— Given request —
Each record below is to be reproduced without any change.

— The input —
------------------------

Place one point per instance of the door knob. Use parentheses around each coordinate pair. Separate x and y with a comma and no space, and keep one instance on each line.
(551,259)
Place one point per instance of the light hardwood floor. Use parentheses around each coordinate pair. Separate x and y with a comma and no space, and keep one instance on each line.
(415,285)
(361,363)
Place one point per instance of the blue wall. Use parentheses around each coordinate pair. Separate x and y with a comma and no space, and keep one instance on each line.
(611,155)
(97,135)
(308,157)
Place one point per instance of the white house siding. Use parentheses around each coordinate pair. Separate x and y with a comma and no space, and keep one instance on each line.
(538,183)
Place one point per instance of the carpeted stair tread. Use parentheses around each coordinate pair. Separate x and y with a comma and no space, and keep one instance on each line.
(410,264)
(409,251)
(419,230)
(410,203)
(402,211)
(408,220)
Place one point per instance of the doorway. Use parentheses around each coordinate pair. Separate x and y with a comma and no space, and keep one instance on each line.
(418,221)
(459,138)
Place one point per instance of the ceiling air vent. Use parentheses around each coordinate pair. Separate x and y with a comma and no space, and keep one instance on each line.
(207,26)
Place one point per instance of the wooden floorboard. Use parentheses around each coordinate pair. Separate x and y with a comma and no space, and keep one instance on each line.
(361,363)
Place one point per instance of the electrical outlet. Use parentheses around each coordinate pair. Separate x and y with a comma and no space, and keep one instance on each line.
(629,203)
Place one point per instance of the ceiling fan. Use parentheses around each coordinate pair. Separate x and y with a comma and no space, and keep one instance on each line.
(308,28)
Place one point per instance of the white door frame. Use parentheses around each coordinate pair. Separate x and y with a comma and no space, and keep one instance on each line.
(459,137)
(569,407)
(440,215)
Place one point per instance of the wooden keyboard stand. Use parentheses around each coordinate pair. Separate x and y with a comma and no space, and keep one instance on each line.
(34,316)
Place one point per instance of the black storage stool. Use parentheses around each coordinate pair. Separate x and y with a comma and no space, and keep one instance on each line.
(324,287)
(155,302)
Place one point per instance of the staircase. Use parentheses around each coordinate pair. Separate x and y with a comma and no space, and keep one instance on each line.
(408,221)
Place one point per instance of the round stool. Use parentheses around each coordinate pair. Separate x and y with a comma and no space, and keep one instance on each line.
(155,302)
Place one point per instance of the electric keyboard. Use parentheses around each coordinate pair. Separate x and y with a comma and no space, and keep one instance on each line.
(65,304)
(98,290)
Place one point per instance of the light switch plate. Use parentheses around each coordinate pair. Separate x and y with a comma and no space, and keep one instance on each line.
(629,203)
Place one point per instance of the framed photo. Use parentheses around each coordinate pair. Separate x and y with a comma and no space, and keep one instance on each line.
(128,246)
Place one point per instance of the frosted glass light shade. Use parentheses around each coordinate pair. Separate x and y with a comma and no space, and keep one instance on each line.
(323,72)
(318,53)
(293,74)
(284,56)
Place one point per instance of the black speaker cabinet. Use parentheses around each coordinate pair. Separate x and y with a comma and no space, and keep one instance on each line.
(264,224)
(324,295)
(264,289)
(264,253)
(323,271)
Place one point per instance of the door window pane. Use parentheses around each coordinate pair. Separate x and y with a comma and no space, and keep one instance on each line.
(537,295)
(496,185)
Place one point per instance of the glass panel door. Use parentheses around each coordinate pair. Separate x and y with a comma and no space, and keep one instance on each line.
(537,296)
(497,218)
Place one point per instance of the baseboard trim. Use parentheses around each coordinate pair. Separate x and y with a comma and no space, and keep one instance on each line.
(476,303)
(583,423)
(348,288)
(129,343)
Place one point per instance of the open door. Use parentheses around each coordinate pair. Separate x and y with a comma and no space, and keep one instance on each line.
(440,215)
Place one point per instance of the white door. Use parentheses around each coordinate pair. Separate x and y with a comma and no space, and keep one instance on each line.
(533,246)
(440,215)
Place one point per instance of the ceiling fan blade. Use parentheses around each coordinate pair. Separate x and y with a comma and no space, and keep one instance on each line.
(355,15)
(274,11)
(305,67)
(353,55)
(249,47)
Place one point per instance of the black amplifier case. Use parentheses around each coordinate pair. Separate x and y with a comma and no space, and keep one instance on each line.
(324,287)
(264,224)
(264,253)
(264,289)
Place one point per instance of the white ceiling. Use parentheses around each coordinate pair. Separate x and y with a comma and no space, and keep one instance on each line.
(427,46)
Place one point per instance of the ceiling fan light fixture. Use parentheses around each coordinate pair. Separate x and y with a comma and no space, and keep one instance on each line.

------------------------

— Solution —
Place one point per instance of the door knob. Use parentheses around each coordinate pair. Separate x and y with a comma and no space, and keep one instance on each line.
(551,259)
Place one point per instance of the light hardwood floor. Use parentheses around each coordinate pair. Separate x and y with a comma and no space, and keep one instance on each line.
(415,285)
(361,363)
Place one point per instance of the blue wall. Use parentheses around each coordinate pair. Separate x and y with a comma and no space, and keep one instance on each line.
(611,155)
(97,135)
(308,157)
Place one point per instance of the white house siding. Use parentheses around each coordinate pair. Separate x and y with a comma and no space, and keep one instance on each line.
(538,183)
Place one point per instance of the carpeted stair tread. Use parentheses around each coordinate pair. Separate x and y with a comma and no space, and keep one instance on each line.
(410,264)
(409,251)
(419,230)
(410,203)
(402,211)
(408,220)
Place one point per instance of the doorway. Use parentheses around each coordinate pair. Separate x and y with a comma and no space, and keep one instance on each line.
(418,221)
(459,138)
Place one point per instance of the ceiling air vent. Use parentheses around each coordinate pair. Separate x and y with a comma and no space, and keep one instance on each line.
(207,26)
Place one point per instance of the wooden floorboard. Use parentheses around each coordinate pair. Separate x and y with a comma and no space, and keep one instance on each line.
(361,363)
Place one point per instance of the electrical outlet. Use parentheses around each coordinate pair. Separate x and y with a comma and no space, and keep one instance on each line.
(629,203)
Place one point per instance of the ceiling fan. Use parentheses around each coordinate pair. Separate x and y with a comma and no space, and keep one instance on each line.
(308,28)
Place one point per instance of the white door frame. Use parentheses around each coordinate pair. Separate x and y with a comma and no space, and keep one instance on each line.
(459,137)
(569,407)
(440,215)
Place one point per instance of the wooden keyboard stand. Use parentheses around each coordinate pair. Separate x and y with a comma and no space, and keep one instance on each line.
(34,316)
Place one point per instance of the black storage stool. Use parentheses around each coordinate pair. Separate x and y with a comma and no space, and keep one instance on each line.
(324,287)
(155,302)
Place one point per instance of the staircase. Use parentheses around each coordinate pair. Separate x and y with a comma and no space, and keep one instance on each line.
(408,221)
Place one point per instance of the round stool. Use parentheses around each coordinate pair. Separate x and y with a comma and no space, and keep one instance on each line.
(155,302)
Place one point per instance of the electric keyboard. Use parentheses around each coordinate pair. Separate x and y with a comma and no space, and keep one instance on each line.
(65,304)
(98,290)
Place one point per instance of the light switch plate. Use parentheses around each coordinate pair. Separate x and y with a comma and no space, and keep one instance on each line.
(629,203)
Place one point per instance of the framed photo. Use parentheses around each coordinate pair. Separate x and y with a comma and no space, and keep one instance on each line.
(128,246)
Place one point per instance of the frosted glass light shade. Use parentheses around each coordinate pair. Separate x and y with a comma and no space, and keep one instance on each line.
(323,72)
(318,53)
(293,74)
(284,56)
Place one point per instance of the black speaker cabinet. Use parentheses around each coordinate pair. Separate x and y with a comma and no space, and keep one instance on each line.
(264,224)
(324,295)
(264,289)
(264,253)
(323,271)
Place one point per instance of the door window pane. Use parentheses around each coordinate pair. Separate x and y with a comma and no space, and keep one instance on each line.
(537,295)
(496,185)
Place one point per instance of the glass panel door. Use parentheses around each coordinate pair. Separate x and y with a comma and no space, and keep one instance on each line.
(537,296)
(497,218)
Place one point per instance of the baseboard trim. Use parentheses around each coordinate pair. Separate x and y with a comma and no space, and keep one instance on each line.
(476,303)
(583,423)
(348,288)
(129,343)
Place one point per instance of the open door. Use parentheses around each coordinate pair. Separate x and y with a comma and no space, and keep one instance on each line.
(440,215)
Place one point per instance of the white door. Use parentheses around each coordinate pair. Separate x and y with a comma and no space, and keep one instance on each line.
(533,246)
(440,215)
Place one point per instance of the ceiling fan blade. Use parentheses around each coordinate pair. Separate x and y with a comma and no space, and keep one instance on each line.
(355,15)
(274,11)
(305,67)
(353,55)
(249,47)
Place one point per instance of the black amplifier case. Use parentheses around each coordinate pair. Separate x and y with a comma and no space, and keep one instance on each line.
(324,287)
(264,224)
(264,253)
(264,289)
Place one point per instance of the white ceiling. Use parentheses around each coordinate pair. Separate x and y with a comma and no space, and keep one instance on each line.
(427,46)
Place one point per instance of the ceiling fan light fixture. Use parentheses around each coordinate pair. Separate x and y with a comma and no space, and keep one instance on each line.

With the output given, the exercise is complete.